Daftar Tugas |
#1 Sebutkan semua judul berita yang dikutip dalam teks tentang kebenaran dan dusta dalam sastra.
#2 Salin tanpa perubahan sepenggal teks tentang kebenaran dan dusta dalam sastra. Mulailah pada kata-kata yang memuat "Kebenaran dan Dusta", lalu berhenti setelah "massal atau kolektif.".

Teks yang Diberikan |
◇ ◇ ◇ ◇
14 December 2005

Kebenaran dan Dusta Dalam Sastra

Antara Fakta dan Fiksi


De omnibus dubitandum. Segala sesuatu harus diragukan, kata Filsuf Rene Descartes. Kebenaran adalah pernyataan tanpa ragu.

Sementara sastra dinilai oleh banyak orang sebagai dunia rekaan yang menawarkan mimpi-mimpi dan penuh dusta. Ia hanya dunia refleksi, hanya bias atau bayang dari yang mewakilnya. Apapun yang bukan nyata, namun menyerupanya adalah dusta. Sastra adalah dusta di dalam dirinya. Demikian juga kartun, komik-komik, trgedi, atau apapun yang menjelma dalam sastra. Ia dapat menjelma menjadi kebenaran melalui pembenaran-pembenaran yang terjadi secara individual. Tak ada satupun prosedur yang memungkinkannya menjadi kebenaran massal atau kolektif.

Pernyataan dalam sebuah novel, puisi atau drama, tidak bisa dianggap benar secara harfiah. Ketiga jenis karya sastra itu, acuannya adalah dunia fiksi atau imaji. Seorang tokoh dalam novel berbeda dengan tokoh dalam sejarah atau tokoh yang hidup -tokoh sebenarnya. Akan tetapi tokoh dalam novel, hidup dari kalimat-kalimat yang mendeskripsikannya, dan dari kata-kata yang dirangkai oleh si pengarang.

Tokoh-tokoh dalam novel - shakespear, misalnya, diperlakukan seperti orang hidup. Padahal waktu dan ruang dalam sastra tidak sama dengan kehidupan nyata. Bahkan novel yang nampaknya realistis sekalipun, yang ditulis dengan gaya "potongan kehidupan" oleh para penulis naturalis, telah dibuat atas konvensi artistik tertentu.

Sebagai contoh, ada sebuah peristiwa tentang ditangkapnya seorang mahasiswa sesudah usaha demonstrasinya di depan parlemen dihalau dan dibubarkan oleh tentara. Sebuah media massa melaporkan berita tersebut dengan judul: "Oknum Mahasiswa Ditangkap Karena Menghina Presiden"; media yang lain menulis: "Karena Melawan Petugas , Seorang Demonstran Ditangkap"; atau yang lain lagi "Demo Di Depan Parlemen Dihalau Pasukan Huru-Hara: Seorang Mahasiswa Ditangkap."

Semua kalimat di atas dapat dengan segera memiliki arti dan pemahaman yang berbeda: yang satu netral, satu mendukung, dan yang lainnya menentang. Mana yang benar, yang nyata? Tidakkah pemberitaan tersebut malah membuat sebuah kenyatan menjadi relatif tafsirnya; sebagaimana sebuah fiksi? kemudian apa yang didapat dari pembaca? Kebingungan.
◇ ◇ ◇ ◇
Daftar Entri |
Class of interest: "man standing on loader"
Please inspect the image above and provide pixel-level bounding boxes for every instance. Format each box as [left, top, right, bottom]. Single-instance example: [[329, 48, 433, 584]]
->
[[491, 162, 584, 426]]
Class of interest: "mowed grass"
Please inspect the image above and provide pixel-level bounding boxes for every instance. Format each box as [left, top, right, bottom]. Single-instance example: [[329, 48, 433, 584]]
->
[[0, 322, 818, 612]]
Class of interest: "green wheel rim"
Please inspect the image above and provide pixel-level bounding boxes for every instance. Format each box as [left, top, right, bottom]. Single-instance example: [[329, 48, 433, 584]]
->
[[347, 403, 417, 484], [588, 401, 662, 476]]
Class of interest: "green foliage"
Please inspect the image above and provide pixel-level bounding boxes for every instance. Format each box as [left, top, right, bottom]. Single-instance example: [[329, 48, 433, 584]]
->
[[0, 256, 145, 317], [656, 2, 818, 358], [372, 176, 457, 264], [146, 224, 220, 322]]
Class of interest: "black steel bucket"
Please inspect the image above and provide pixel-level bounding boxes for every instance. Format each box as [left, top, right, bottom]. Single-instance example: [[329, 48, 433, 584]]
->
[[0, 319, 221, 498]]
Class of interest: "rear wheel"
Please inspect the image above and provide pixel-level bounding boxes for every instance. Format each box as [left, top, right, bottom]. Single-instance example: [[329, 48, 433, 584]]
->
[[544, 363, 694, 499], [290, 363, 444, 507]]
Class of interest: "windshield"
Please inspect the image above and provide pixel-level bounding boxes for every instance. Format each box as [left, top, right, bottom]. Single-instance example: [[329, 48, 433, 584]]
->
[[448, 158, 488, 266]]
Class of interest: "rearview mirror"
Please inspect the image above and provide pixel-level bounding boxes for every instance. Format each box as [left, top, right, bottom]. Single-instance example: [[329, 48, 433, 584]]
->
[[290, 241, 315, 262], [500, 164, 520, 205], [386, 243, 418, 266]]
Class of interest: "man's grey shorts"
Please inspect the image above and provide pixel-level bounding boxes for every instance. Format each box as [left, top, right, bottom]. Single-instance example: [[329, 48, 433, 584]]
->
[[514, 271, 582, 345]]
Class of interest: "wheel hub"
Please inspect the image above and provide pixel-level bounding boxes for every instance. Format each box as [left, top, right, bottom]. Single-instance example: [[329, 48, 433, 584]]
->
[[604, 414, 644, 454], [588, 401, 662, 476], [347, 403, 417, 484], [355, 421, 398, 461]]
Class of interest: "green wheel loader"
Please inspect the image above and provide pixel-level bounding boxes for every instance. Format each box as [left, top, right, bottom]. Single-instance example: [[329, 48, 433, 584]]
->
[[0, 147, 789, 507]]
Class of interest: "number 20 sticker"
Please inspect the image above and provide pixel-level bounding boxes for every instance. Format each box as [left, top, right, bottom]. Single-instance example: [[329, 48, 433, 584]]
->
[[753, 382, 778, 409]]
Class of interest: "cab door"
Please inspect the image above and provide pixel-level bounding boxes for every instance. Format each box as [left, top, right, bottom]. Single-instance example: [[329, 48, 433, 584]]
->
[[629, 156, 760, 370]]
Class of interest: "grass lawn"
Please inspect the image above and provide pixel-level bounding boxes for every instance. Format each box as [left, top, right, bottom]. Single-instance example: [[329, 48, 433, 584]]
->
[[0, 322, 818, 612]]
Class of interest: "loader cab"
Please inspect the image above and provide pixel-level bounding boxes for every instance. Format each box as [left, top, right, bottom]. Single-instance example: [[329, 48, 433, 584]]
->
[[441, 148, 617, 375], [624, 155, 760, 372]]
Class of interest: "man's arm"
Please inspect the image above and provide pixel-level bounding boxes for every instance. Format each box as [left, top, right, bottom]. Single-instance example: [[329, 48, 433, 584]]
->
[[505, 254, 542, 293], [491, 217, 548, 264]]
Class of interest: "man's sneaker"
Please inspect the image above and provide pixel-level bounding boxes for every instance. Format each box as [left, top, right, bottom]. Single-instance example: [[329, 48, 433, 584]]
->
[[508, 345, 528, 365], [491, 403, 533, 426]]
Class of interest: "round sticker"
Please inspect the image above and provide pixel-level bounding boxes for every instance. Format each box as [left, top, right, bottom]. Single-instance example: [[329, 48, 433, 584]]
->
◇ ◇ ◇ ◇
Jawaban Latihan |
#1
1. Oknum Mahasiswa Ditangkap Karena Menghina Presiden
2. Karena Melawan Petugas , Seorang Demonstran Ditangkap
3. Demo Di Depan Parlemen Dihalau Pasukan Huru-Hara: Seorang Mahasiswa Ditangkap

#2
Kebenaran dan Dusta Dalam Sastra

Antara Fakta dan Fiksi


De omnibus dubitandum. Segala sesuatu harus diragukan, kata Filsuf Rene Descartes. Kebenaran adalah pernyataan tanpa ragu.

Sementara sastra dinilai oleh banyak orang sebagai dunia rekaan yang menawarkan mimpi-mimpi dan penuh dusta. Ia hanya dunia refleksi, hanya bias atau bayang dari yang mewakilnya. Apapun yang bukan nyata, namun menyerupanya adalah dusta. Sastra adalah dusta di dalam dirinya. Demikian juga kartun, komik-komik, trgedi, atau apapun yang menjelma dalam sastra. Ia dapat menjelma menjadi kebenaran melalui pembenaran-pembenaran yang terjadi secara individual. Tak ada satupun prosedur yang memungkinkannya menjadi kebenaran massal atau kolektif.